**Problem:**
Which lines of the entries contain the word "facade"? Please list them.

Source data
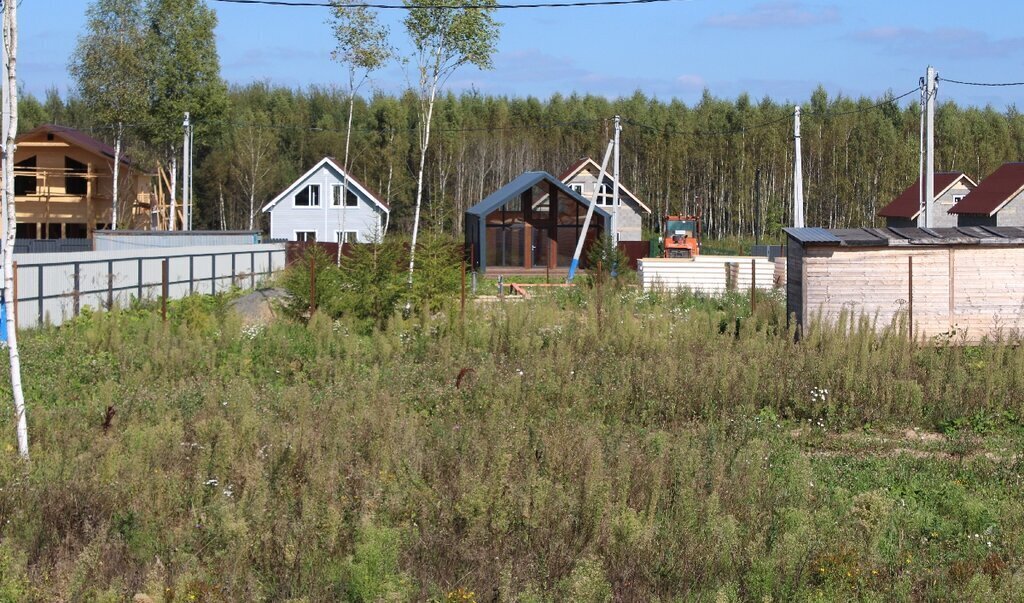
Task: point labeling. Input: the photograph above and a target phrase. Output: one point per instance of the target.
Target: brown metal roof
(77, 138)
(993, 191)
(907, 206)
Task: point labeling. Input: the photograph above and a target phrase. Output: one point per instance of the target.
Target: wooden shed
(967, 281)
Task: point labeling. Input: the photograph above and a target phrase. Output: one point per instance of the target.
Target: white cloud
(776, 14)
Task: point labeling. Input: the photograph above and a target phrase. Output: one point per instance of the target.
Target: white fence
(710, 274)
(54, 287)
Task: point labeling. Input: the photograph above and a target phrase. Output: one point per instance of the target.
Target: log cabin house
(64, 185)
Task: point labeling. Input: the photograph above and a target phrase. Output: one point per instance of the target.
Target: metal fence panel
(54, 287)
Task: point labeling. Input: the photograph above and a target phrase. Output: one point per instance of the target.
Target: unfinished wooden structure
(64, 182)
(967, 283)
(531, 223)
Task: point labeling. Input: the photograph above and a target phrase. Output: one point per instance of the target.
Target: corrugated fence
(52, 288)
(711, 274)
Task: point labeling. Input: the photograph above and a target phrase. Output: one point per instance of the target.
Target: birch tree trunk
(10, 223)
(117, 176)
(419, 179)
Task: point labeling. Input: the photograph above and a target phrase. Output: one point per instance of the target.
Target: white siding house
(582, 177)
(316, 208)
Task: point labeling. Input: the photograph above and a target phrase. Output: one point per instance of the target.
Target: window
(350, 199)
(76, 230)
(26, 184)
(75, 184)
(307, 196)
(25, 230)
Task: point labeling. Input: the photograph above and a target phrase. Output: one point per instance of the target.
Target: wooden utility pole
(9, 128)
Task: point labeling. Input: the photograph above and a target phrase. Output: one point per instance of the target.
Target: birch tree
(252, 149)
(9, 217)
(182, 75)
(446, 36)
(110, 74)
(361, 47)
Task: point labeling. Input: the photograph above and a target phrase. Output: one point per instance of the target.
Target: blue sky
(778, 48)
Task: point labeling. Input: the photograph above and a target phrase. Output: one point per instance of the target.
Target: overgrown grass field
(597, 444)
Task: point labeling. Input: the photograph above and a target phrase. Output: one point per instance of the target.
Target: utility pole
(922, 206)
(798, 174)
(186, 175)
(614, 185)
(931, 90)
(9, 221)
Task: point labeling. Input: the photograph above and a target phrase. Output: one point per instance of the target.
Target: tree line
(730, 159)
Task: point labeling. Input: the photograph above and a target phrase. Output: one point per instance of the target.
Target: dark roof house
(950, 187)
(998, 200)
(534, 221)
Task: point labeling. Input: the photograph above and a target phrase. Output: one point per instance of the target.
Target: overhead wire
(468, 5)
(986, 84)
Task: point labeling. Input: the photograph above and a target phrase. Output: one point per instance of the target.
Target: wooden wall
(976, 291)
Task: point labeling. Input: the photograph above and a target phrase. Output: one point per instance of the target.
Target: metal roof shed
(967, 280)
(531, 222)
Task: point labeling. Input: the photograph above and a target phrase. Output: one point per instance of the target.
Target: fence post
(312, 286)
(754, 286)
(909, 267)
(14, 275)
(163, 289)
(75, 294)
(110, 285)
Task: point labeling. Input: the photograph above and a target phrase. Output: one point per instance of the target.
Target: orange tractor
(682, 237)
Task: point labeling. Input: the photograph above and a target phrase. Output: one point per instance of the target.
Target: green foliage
(619, 445)
(604, 259)
(373, 282)
(324, 284)
(108, 68)
(374, 571)
(183, 72)
(439, 272)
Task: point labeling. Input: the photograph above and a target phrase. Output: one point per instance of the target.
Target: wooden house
(998, 200)
(534, 222)
(628, 217)
(968, 282)
(950, 187)
(64, 182)
(326, 205)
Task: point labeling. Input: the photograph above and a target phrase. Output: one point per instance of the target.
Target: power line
(312, 4)
(987, 84)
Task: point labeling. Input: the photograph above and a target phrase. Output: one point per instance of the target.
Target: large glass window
(351, 200)
(307, 196)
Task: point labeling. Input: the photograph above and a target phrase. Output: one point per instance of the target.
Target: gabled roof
(993, 192)
(76, 138)
(907, 204)
(525, 181)
(594, 167)
(327, 161)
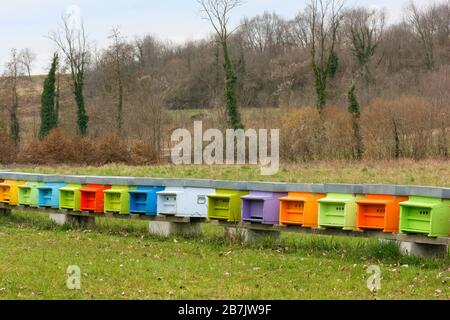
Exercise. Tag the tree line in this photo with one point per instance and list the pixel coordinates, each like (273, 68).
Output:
(328, 55)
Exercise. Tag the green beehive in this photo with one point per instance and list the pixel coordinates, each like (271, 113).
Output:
(226, 205)
(28, 194)
(70, 197)
(338, 210)
(425, 215)
(117, 199)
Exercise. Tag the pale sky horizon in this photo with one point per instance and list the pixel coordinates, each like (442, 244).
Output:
(27, 23)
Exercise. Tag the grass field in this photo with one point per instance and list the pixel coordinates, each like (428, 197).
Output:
(426, 173)
(119, 260)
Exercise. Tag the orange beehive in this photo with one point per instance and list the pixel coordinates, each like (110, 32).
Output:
(379, 212)
(300, 208)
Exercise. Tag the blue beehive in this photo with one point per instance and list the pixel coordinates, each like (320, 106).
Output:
(143, 200)
(48, 194)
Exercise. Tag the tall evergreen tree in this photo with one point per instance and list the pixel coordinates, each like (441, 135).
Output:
(49, 119)
(355, 110)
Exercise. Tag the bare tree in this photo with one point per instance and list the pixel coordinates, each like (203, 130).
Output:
(423, 22)
(218, 13)
(118, 55)
(319, 27)
(14, 70)
(265, 32)
(364, 29)
(27, 58)
(72, 41)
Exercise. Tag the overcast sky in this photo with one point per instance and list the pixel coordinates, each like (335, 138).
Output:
(27, 23)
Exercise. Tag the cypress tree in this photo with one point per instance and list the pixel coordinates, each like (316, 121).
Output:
(49, 118)
(355, 110)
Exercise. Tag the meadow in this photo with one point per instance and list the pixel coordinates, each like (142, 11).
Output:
(120, 260)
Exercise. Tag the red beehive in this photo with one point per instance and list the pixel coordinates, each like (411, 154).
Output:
(92, 198)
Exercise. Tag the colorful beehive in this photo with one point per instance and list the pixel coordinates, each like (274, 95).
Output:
(9, 191)
(117, 199)
(92, 198)
(425, 215)
(300, 208)
(225, 205)
(262, 207)
(143, 200)
(379, 212)
(184, 202)
(48, 194)
(338, 210)
(28, 194)
(70, 197)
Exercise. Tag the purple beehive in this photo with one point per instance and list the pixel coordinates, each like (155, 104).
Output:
(262, 207)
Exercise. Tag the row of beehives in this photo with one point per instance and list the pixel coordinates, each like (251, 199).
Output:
(388, 213)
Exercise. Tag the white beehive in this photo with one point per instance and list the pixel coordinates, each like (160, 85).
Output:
(184, 202)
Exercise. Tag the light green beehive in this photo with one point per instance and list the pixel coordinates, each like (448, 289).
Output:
(117, 199)
(70, 197)
(425, 215)
(338, 210)
(28, 194)
(226, 205)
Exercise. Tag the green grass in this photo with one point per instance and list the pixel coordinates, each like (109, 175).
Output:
(118, 260)
(427, 173)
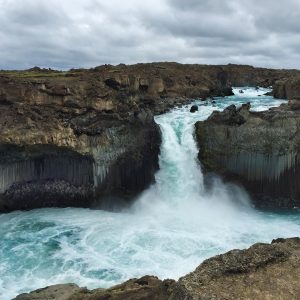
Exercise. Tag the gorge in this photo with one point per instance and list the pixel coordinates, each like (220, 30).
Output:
(87, 139)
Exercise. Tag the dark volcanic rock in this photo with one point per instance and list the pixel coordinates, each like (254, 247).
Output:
(264, 271)
(287, 88)
(194, 108)
(259, 150)
(104, 115)
(261, 272)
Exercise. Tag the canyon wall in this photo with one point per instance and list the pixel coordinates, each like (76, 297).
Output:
(259, 150)
(88, 137)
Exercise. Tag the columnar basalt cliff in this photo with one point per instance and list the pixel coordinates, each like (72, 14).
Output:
(264, 271)
(260, 150)
(87, 137)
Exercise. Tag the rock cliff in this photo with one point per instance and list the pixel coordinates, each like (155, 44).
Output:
(264, 271)
(87, 137)
(259, 150)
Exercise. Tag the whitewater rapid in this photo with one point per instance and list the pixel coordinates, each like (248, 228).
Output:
(168, 232)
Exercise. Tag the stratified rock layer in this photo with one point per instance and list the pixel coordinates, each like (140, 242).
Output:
(87, 137)
(259, 150)
(264, 271)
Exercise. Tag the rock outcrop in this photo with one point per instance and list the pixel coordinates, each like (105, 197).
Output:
(87, 137)
(264, 271)
(259, 150)
(51, 156)
(287, 88)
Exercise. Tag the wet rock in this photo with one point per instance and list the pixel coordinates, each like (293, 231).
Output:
(264, 271)
(55, 292)
(258, 150)
(194, 108)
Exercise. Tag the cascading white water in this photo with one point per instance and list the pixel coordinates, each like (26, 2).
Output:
(170, 229)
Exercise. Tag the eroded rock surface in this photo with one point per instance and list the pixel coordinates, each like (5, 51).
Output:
(259, 150)
(264, 271)
(90, 134)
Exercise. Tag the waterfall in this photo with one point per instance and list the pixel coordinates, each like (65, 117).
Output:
(170, 230)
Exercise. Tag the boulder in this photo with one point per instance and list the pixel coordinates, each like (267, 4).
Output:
(264, 271)
(258, 150)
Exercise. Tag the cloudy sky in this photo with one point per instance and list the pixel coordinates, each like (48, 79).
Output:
(85, 33)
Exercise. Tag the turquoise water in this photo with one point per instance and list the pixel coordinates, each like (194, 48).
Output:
(170, 229)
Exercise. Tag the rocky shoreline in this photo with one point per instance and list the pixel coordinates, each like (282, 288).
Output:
(258, 150)
(88, 138)
(264, 271)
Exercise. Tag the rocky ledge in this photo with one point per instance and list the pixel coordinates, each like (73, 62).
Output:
(259, 150)
(264, 271)
(87, 137)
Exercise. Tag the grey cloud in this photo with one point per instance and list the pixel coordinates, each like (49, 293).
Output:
(73, 33)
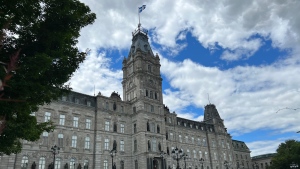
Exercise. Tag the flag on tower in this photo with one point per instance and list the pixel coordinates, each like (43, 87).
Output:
(142, 8)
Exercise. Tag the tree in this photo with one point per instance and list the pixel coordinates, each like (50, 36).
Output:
(45, 33)
(287, 153)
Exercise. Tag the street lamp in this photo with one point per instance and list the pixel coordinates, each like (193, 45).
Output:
(201, 162)
(226, 164)
(293, 165)
(113, 153)
(177, 155)
(55, 150)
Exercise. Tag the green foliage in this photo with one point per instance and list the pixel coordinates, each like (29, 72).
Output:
(287, 153)
(45, 32)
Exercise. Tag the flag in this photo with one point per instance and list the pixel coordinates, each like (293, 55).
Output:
(142, 8)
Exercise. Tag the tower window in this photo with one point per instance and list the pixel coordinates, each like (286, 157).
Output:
(149, 68)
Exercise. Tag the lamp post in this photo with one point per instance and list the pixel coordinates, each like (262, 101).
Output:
(226, 164)
(294, 165)
(177, 155)
(201, 161)
(113, 153)
(55, 150)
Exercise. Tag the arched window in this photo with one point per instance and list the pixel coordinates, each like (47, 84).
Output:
(122, 165)
(136, 164)
(72, 163)
(87, 143)
(86, 164)
(42, 163)
(105, 164)
(24, 162)
(135, 145)
(149, 145)
(57, 163)
(115, 127)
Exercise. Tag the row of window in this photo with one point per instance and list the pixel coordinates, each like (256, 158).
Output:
(62, 119)
(58, 164)
(60, 140)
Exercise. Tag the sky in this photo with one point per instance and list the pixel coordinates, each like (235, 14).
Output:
(242, 56)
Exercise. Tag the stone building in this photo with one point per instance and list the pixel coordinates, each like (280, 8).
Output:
(140, 126)
(262, 161)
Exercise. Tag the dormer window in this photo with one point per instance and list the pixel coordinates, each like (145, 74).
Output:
(149, 68)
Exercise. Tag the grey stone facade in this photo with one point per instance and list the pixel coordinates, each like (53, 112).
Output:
(140, 124)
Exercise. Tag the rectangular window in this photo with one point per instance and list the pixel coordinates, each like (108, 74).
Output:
(45, 138)
(122, 128)
(75, 122)
(105, 164)
(74, 141)
(107, 126)
(60, 140)
(121, 145)
(88, 123)
(152, 108)
(87, 143)
(134, 128)
(47, 116)
(106, 144)
(62, 119)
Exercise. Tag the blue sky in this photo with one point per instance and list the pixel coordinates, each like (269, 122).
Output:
(244, 54)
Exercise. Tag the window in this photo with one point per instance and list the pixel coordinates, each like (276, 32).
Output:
(60, 140)
(72, 163)
(86, 164)
(45, 137)
(105, 164)
(152, 107)
(75, 122)
(204, 142)
(122, 145)
(106, 144)
(47, 116)
(42, 163)
(24, 162)
(134, 128)
(88, 123)
(200, 154)
(57, 163)
(62, 119)
(136, 164)
(87, 143)
(122, 127)
(107, 126)
(171, 136)
(135, 145)
(122, 165)
(154, 145)
(215, 155)
(115, 127)
(206, 155)
(74, 141)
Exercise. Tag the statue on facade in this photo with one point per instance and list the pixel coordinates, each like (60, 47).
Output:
(33, 166)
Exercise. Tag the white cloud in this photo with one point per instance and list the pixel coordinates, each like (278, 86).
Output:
(244, 95)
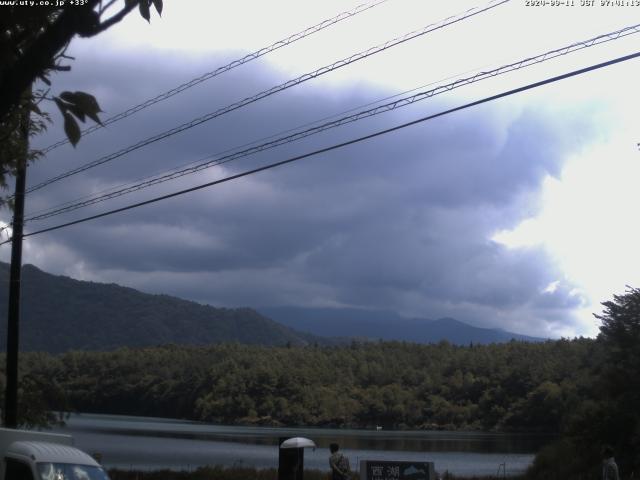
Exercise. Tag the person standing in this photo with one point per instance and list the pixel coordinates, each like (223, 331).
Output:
(609, 465)
(339, 464)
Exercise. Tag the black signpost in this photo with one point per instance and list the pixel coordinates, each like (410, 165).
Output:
(386, 470)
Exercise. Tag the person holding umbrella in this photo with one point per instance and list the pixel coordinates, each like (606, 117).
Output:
(339, 464)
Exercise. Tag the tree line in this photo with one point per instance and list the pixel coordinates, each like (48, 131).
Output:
(587, 391)
(514, 386)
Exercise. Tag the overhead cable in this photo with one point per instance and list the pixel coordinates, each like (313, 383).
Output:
(216, 159)
(291, 83)
(340, 145)
(225, 68)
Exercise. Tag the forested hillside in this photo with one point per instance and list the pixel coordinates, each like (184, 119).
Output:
(513, 386)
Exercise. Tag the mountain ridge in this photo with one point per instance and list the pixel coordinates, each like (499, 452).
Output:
(59, 313)
(387, 325)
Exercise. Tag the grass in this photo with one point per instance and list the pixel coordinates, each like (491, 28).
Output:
(247, 473)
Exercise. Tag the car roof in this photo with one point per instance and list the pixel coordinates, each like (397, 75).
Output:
(50, 452)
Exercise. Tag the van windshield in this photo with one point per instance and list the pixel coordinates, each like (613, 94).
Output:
(69, 471)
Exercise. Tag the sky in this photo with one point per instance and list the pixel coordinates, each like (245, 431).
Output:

**Solution for this exercise:**
Exercise. Tag the grey stone facade in this photo with one point per instance and list the pixel coordinates, each like (53, 112).
Exercise. Tag the statue on facade in this photo with one point per instance and list the pixel coordinates, each like (60, 47).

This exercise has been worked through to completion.